### WHAT THE EXERCISE ASKS
Which lines in the records below contain the word "hebrew"? Pick out each one and copy it.

### SUPPLIED RECORDS
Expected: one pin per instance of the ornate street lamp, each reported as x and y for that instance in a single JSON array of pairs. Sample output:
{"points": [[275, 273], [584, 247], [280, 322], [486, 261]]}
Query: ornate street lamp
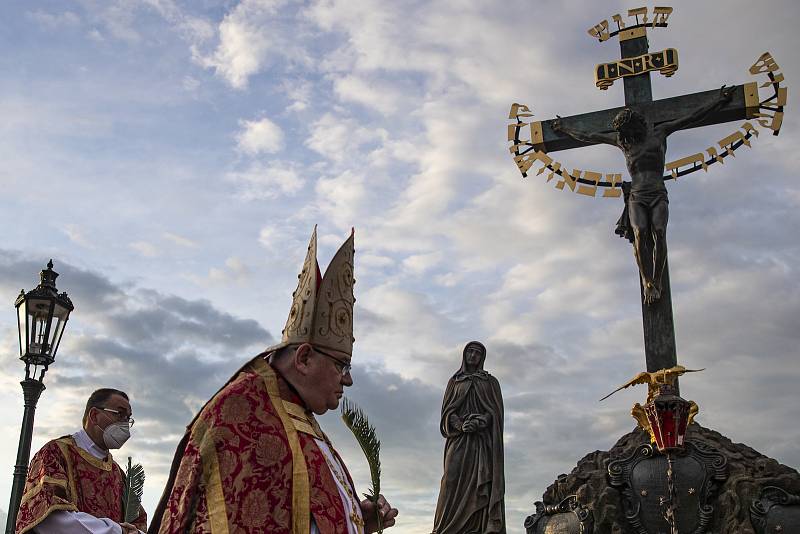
{"points": [[42, 314]]}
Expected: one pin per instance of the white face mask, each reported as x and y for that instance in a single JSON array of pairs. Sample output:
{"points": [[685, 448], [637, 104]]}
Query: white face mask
{"points": [[116, 434]]}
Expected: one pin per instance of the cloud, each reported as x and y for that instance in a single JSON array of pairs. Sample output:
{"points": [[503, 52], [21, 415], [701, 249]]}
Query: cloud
{"points": [[247, 36], [341, 197], [179, 240], [260, 181], [418, 264], [53, 21], [371, 93], [145, 248], [235, 271], [259, 137], [75, 234], [169, 353]]}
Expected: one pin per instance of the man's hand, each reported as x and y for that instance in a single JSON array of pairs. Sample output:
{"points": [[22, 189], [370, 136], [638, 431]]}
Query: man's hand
{"points": [[386, 512]]}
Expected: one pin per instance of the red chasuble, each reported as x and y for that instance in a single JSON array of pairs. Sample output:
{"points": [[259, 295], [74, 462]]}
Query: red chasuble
{"points": [[62, 476], [249, 464]]}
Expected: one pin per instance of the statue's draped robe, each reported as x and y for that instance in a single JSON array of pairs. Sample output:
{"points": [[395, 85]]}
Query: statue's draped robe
{"points": [[63, 476], [243, 467], [473, 486]]}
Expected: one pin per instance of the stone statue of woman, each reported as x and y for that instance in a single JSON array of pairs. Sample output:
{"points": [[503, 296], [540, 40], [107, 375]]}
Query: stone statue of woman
{"points": [[473, 484]]}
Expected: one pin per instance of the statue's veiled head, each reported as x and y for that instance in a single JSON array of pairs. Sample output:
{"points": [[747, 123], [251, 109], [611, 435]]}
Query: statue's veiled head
{"points": [[473, 357], [630, 124]]}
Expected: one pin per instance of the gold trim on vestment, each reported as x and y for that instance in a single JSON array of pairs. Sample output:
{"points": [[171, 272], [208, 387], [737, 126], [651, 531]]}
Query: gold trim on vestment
{"points": [[73, 490], [31, 493], [68, 507], [104, 464], [215, 496], [301, 494]]}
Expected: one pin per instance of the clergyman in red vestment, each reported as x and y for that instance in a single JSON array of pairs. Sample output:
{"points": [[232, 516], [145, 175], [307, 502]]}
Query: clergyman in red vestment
{"points": [[254, 459], [74, 486]]}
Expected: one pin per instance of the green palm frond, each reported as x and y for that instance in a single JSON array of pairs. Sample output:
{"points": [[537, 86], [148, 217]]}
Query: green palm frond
{"points": [[359, 425], [132, 492]]}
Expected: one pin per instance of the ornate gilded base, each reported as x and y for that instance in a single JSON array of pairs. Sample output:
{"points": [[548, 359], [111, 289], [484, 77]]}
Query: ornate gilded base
{"points": [[748, 474]]}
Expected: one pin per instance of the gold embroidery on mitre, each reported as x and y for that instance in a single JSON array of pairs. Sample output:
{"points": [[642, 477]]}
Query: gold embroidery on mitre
{"points": [[333, 317], [300, 322], [323, 314]]}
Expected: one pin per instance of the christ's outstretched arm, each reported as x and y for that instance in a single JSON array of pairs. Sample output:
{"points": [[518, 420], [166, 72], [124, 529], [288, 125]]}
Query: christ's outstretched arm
{"points": [[725, 95], [586, 137]]}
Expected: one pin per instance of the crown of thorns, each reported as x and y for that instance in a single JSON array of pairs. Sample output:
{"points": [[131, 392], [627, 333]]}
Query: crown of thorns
{"points": [[625, 116]]}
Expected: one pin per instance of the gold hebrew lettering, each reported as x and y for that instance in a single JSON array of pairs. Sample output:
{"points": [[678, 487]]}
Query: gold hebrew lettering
{"points": [[775, 124], [661, 14], [765, 63], [569, 179], [525, 162], [638, 11], [555, 169], [613, 191], [727, 142], [694, 159], [776, 78], [600, 31], [590, 190], [519, 110], [779, 102], [513, 130], [524, 144], [545, 159], [625, 65], [782, 95]]}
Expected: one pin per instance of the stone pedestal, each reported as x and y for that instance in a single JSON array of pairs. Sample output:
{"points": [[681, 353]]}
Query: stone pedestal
{"points": [[737, 500]]}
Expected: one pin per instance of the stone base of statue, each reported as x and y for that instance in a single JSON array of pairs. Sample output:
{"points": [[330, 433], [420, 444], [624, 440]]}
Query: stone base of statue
{"points": [[714, 485]]}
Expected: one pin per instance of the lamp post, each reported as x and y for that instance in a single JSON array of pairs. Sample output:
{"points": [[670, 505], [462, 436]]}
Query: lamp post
{"points": [[42, 314]]}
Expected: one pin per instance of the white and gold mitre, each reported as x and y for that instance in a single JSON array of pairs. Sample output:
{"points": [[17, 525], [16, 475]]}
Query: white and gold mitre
{"points": [[322, 306]]}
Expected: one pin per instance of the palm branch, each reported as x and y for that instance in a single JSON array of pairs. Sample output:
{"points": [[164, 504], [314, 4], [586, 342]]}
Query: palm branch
{"points": [[132, 492], [359, 425]]}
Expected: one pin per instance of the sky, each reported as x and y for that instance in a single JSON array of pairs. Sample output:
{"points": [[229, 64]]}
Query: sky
{"points": [[172, 158]]}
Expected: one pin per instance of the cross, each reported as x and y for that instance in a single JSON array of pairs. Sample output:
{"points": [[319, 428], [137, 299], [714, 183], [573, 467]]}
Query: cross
{"points": [[662, 117]]}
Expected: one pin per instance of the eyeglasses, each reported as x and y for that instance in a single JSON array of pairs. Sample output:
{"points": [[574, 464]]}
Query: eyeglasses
{"points": [[342, 367], [121, 416]]}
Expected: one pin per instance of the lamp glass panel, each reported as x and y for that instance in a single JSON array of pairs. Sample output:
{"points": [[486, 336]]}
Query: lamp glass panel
{"points": [[56, 329], [22, 326], [60, 311]]}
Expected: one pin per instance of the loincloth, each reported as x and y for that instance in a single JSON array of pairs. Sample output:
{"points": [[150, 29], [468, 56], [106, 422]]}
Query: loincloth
{"points": [[647, 198]]}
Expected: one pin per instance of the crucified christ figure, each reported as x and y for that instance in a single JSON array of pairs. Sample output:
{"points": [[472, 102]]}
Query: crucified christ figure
{"points": [[645, 145]]}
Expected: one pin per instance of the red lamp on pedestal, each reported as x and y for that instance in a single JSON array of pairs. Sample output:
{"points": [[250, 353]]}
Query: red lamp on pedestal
{"points": [[668, 415]]}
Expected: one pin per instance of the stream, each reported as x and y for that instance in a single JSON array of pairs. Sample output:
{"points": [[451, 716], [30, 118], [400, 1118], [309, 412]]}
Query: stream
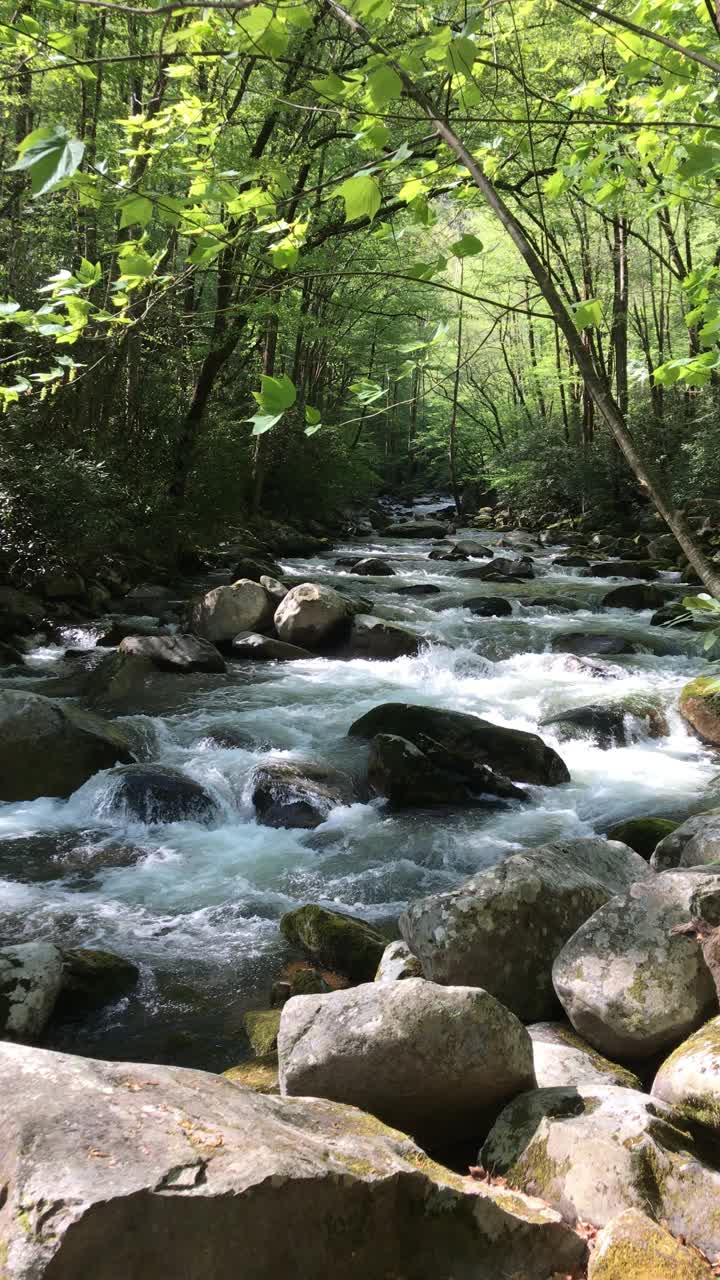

### OUTPUT FOR THIS TASK
Expected: one pin per instance of the gold hebrew lettering, each reported as x and y for that instance in a single JSON array of pairs. Sample output:
Query: gold hebrew lettering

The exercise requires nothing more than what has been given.